═══ Records for this task

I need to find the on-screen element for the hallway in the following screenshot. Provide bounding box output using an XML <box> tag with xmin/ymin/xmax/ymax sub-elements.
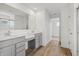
<box><xmin>27</xmin><ymin>38</ymin><xmax>72</xmax><ymax>56</ymax></box>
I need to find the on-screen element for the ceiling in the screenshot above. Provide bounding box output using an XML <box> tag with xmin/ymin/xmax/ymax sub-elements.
<box><xmin>23</xmin><ymin>3</ymin><xmax>67</xmax><ymax>10</ymax></box>
<box><xmin>21</xmin><ymin>3</ymin><xmax>68</xmax><ymax>18</ymax></box>
<box><xmin>0</xmin><ymin>3</ymin><xmax>69</xmax><ymax>18</ymax></box>
<box><xmin>0</xmin><ymin>3</ymin><xmax>28</xmax><ymax>16</ymax></box>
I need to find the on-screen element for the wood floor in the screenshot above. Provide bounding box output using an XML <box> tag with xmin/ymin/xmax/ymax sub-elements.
<box><xmin>26</xmin><ymin>38</ymin><xmax>72</xmax><ymax>56</ymax></box>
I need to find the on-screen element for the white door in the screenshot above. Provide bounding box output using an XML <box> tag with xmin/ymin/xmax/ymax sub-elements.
<box><xmin>60</xmin><ymin>12</ymin><xmax>69</xmax><ymax>48</ymax></box>
<box><xmin>60</xmin><ymin>7</ymin><xmax>72</xmax><ymax>49</ymax></box>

══════

▶ [Action item] All lines from the one containing "I need to find the on-screen element for the wood" to the end of the records, both ends included, should be printed exactly and on their own.

▶ [Answer below]
I need to find the on-screen element for the wood floor in the screenshot above. Provide bounding box output using an XML <box> tag with xmin/ymin/xmax/ymax sub-elements.
<box><xmin>26</xmin><ymin>38</ymin><xmax>72</xmax><ymax>56</ymax></box>
I need to find the on-screen element for the white door in the screenshot above. Provide bounding box output using an XML <box> tag with xmin/ymin/xmax/ymax sub-elements.
<box><xmin>60</xmin><ymin>12</ymin><xmax>69</xmax><ymax>48</ymax></box>
<box><xmin>60</xmin><ymin>7</ymin><xmax>72</xmax><ymax>49</ymax></box>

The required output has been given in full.